**EXERCISE BRIEF**
Substitute "evaluation" for "benchmark" in the material from the line containing "of the clear" through the line containing "Target: glass vase", and change nothing else. Return only that stretch, leaving out the pictures.
===== SUPPLIED ENTRIES
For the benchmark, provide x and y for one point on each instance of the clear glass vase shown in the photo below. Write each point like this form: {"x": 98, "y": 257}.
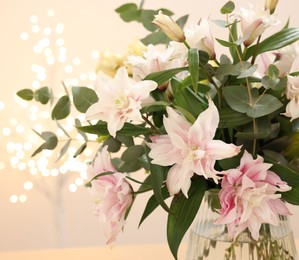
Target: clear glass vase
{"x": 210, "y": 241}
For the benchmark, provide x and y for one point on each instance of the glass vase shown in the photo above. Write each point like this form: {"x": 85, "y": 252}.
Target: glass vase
==========
===== SUPPLIED ENTRIES
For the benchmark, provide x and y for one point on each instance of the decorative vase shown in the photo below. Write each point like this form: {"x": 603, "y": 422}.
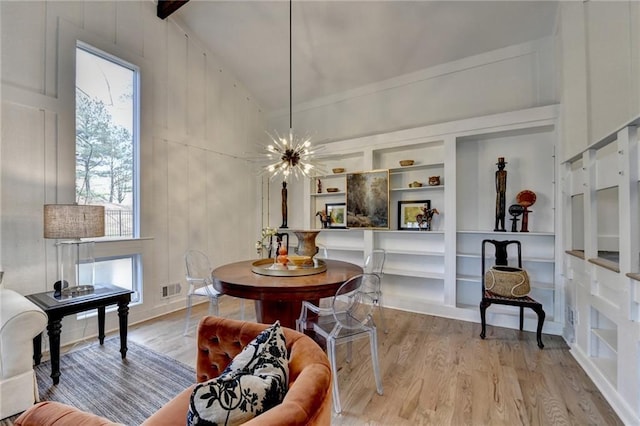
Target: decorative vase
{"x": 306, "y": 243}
==========
===== SUPPLIED ENTRIES
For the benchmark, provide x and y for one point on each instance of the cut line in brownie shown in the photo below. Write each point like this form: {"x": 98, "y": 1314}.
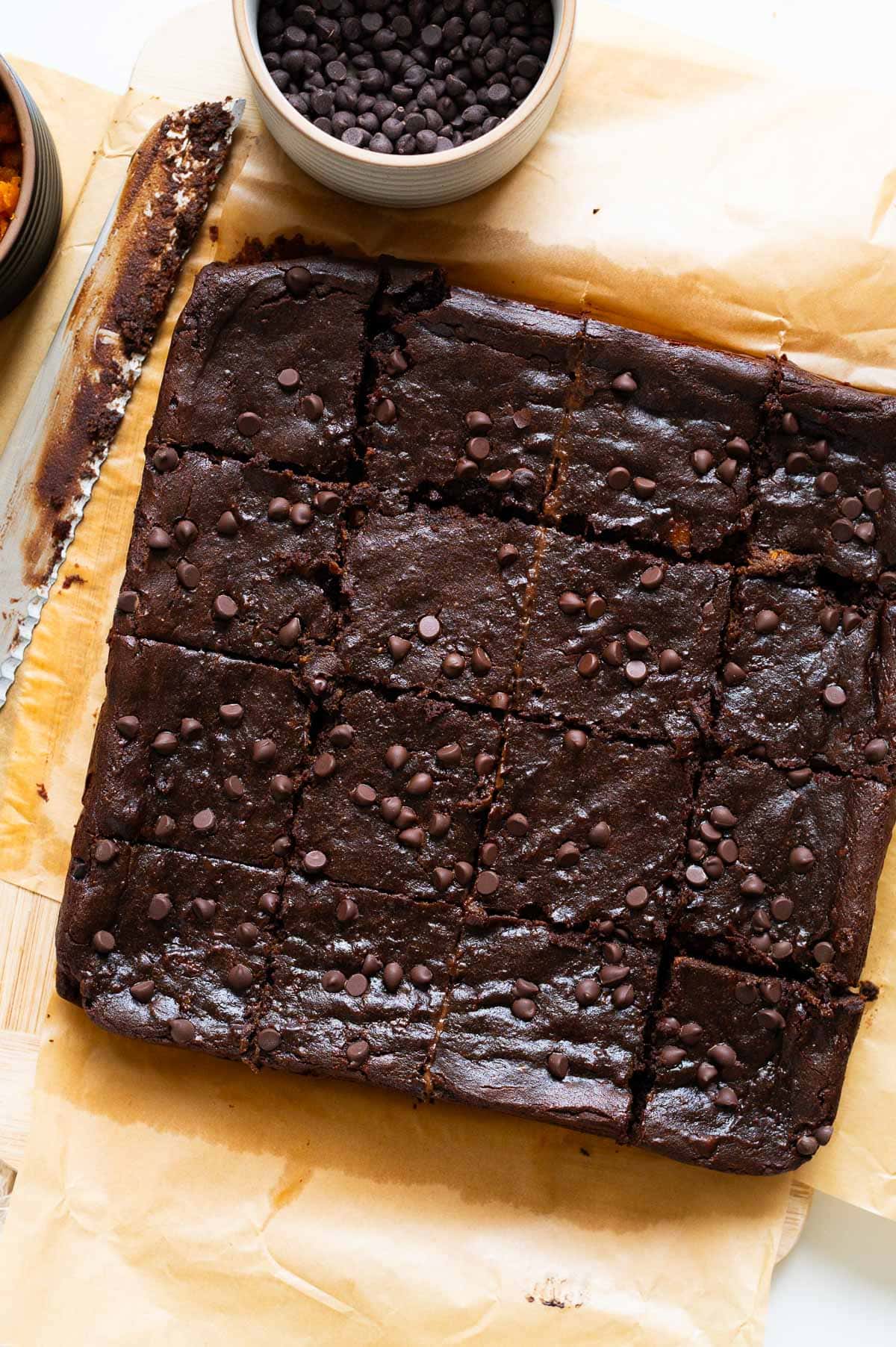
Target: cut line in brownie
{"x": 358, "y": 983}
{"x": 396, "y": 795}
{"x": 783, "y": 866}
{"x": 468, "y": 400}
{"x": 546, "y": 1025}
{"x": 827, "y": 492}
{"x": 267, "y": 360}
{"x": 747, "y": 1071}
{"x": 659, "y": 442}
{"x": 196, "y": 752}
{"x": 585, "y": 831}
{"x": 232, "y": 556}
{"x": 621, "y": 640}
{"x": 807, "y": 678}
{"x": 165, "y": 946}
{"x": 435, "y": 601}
==========
**RESULT**
For the evaluation, provide x and y for one point on each instance of the clear glass vase shown in the photo below. Write each point like this form: {"x": 98, "y": 257}.
Target: clear glass vase
{"x": 210, "y": 241}
For the evaluation, provide x and y for one point on each instance of the glass vase shown in the photo above. Write each point like this form: {"x": 85, "y": 252}.
Target: glass vase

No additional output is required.